● Exercise description: From the entries that follow, gather each line holding the word "this".

Data for processing: Begin

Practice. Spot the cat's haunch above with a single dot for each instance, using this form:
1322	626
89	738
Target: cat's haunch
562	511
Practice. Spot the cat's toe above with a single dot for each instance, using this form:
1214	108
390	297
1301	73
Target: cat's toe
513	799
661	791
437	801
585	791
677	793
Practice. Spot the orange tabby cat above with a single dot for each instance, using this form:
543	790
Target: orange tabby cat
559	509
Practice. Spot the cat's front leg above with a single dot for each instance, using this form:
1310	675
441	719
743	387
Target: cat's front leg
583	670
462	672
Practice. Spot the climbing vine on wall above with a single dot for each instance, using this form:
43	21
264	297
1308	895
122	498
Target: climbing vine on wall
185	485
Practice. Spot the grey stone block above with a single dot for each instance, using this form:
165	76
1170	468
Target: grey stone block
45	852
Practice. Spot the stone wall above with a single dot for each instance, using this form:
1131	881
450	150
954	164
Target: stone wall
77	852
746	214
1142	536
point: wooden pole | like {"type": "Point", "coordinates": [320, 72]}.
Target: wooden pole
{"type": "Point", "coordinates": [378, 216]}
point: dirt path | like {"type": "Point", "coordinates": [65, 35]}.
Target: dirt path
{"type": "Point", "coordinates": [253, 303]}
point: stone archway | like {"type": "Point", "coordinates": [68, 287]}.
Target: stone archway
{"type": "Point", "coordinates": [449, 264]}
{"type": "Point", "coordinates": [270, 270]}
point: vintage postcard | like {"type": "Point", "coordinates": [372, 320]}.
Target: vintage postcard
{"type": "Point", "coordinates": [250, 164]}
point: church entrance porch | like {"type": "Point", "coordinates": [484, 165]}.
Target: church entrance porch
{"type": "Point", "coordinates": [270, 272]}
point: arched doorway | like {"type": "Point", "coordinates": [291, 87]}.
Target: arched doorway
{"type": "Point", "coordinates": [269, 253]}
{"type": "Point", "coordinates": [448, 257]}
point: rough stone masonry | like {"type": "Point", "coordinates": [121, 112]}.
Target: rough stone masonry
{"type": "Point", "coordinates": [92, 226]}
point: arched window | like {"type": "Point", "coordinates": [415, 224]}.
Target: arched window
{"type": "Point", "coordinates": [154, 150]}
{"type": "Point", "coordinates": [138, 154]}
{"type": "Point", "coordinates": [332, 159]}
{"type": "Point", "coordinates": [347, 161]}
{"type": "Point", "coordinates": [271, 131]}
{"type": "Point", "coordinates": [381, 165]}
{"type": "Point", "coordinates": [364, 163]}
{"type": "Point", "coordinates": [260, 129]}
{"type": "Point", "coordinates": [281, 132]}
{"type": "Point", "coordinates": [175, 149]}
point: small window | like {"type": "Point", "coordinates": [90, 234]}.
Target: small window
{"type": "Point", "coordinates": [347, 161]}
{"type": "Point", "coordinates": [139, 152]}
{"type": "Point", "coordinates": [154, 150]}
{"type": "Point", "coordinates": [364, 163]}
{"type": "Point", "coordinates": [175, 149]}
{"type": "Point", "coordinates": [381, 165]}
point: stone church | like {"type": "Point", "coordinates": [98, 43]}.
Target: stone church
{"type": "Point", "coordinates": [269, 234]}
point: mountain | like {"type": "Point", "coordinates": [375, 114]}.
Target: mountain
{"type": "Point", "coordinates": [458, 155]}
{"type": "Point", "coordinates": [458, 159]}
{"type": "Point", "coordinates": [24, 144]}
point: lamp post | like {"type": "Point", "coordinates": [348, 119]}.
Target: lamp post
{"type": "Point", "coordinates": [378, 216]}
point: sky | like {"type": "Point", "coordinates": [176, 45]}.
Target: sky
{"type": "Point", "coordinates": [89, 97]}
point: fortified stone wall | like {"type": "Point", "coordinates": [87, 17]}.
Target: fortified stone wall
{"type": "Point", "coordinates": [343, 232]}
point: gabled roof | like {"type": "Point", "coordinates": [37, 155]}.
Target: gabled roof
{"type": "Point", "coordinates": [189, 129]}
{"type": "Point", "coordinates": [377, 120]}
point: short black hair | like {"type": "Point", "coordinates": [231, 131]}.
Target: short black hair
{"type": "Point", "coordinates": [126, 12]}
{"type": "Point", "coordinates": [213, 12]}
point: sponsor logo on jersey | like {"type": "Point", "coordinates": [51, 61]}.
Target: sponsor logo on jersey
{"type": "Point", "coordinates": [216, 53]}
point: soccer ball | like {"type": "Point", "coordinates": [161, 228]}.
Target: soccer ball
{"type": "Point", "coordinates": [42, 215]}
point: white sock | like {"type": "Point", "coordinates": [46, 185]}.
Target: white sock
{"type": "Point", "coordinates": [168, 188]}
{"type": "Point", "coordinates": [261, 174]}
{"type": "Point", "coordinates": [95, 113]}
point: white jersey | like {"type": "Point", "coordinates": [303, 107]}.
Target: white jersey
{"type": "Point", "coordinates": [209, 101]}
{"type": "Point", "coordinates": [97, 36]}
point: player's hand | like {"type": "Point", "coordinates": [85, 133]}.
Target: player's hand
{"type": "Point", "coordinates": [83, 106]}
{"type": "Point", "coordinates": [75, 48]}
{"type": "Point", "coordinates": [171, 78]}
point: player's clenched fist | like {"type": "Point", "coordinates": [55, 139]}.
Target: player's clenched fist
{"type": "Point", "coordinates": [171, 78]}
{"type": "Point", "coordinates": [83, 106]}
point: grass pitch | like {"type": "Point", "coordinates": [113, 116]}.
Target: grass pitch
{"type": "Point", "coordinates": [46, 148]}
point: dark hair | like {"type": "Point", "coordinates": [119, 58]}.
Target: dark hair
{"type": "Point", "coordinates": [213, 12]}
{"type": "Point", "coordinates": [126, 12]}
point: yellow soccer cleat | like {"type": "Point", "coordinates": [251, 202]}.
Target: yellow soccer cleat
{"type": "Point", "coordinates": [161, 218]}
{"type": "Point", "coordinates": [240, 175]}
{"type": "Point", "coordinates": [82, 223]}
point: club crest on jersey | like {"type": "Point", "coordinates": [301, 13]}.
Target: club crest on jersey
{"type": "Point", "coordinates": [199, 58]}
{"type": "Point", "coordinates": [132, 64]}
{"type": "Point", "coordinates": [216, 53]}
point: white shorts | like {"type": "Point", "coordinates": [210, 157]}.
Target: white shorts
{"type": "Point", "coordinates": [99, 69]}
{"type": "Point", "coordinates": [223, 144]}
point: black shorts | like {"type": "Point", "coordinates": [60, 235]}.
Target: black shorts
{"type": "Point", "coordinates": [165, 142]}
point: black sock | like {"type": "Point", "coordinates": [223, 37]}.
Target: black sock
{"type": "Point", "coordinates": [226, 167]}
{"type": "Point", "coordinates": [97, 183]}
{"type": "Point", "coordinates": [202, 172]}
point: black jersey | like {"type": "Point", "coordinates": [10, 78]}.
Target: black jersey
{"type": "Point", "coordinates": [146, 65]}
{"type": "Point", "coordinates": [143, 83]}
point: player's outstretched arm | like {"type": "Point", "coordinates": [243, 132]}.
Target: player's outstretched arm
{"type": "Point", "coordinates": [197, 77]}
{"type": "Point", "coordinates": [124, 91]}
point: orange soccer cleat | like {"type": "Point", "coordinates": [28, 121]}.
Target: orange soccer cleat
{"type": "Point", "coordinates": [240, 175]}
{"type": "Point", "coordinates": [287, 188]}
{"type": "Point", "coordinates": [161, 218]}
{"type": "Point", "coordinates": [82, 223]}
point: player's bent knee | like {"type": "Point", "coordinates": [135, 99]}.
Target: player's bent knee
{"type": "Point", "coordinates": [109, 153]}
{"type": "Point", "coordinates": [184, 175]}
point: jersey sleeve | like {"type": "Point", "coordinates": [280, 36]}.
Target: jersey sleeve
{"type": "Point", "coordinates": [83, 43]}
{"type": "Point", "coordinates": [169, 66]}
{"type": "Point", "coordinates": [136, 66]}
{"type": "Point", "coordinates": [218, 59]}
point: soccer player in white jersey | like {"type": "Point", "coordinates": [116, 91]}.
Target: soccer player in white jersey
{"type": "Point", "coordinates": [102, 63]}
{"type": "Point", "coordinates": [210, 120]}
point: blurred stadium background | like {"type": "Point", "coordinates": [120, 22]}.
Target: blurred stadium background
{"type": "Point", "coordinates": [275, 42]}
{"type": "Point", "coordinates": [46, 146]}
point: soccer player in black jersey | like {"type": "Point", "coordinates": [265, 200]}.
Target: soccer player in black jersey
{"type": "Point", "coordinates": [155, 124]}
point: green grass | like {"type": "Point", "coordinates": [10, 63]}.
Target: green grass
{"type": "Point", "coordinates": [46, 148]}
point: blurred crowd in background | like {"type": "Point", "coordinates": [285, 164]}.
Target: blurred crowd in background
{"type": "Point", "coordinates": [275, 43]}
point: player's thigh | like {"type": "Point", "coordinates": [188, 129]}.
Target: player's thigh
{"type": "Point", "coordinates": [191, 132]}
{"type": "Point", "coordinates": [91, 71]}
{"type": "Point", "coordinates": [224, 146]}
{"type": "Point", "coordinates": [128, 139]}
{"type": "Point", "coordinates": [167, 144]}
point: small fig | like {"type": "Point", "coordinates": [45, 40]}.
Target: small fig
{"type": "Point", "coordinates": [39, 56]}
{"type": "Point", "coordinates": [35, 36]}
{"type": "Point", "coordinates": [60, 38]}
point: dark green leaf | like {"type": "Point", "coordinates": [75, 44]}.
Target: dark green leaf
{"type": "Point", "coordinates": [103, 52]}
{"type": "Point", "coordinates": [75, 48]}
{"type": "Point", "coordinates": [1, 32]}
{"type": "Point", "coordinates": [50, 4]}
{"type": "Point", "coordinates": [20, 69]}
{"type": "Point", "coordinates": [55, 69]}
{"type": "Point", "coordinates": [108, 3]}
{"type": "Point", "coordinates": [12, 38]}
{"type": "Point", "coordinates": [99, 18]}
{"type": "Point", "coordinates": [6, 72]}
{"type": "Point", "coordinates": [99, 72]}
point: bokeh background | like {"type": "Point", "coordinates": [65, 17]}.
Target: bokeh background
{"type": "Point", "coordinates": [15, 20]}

Data for processing: End

● Output of the exercise:
Practice. Spot the cat's haunch above with a single dot for each instance, using this form:
Practice. Spot the cat's toe above with a single dot for each instance, using this form:
Practice. Spot the orange tabby cat above with a single dot for each instance, using this form:
Practice. Spot the cat's front leg above with a single dot for each instance, using this form:
Practice. Spot the climbing vine on wall above with a single dot for each instance, using this form:
Practice. Spot the grey stone block above with a single dot for each instance, using this form:
Practice. Spot the stone wall above with a single dot for each instance, using this form:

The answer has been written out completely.